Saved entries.
________________

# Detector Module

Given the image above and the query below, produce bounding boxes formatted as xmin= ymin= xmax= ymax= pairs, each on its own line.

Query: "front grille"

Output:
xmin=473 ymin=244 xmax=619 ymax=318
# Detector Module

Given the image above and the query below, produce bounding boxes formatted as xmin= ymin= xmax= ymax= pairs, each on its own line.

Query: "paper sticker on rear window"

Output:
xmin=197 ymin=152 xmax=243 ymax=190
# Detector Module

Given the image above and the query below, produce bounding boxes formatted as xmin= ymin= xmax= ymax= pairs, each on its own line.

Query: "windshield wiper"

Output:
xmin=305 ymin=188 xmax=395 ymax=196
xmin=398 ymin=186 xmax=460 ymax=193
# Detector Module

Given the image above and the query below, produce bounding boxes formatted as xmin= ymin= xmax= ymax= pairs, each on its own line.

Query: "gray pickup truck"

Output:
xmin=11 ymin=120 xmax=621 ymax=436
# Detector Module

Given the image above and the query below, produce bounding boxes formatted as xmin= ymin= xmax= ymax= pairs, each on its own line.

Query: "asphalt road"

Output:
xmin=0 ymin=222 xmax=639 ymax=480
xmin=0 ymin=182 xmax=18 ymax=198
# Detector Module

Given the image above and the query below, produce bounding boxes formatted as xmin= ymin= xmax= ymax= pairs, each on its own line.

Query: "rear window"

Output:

________________

Work task. What must be returned is only the number of lines in the records that hold the word "window".

Task result. 2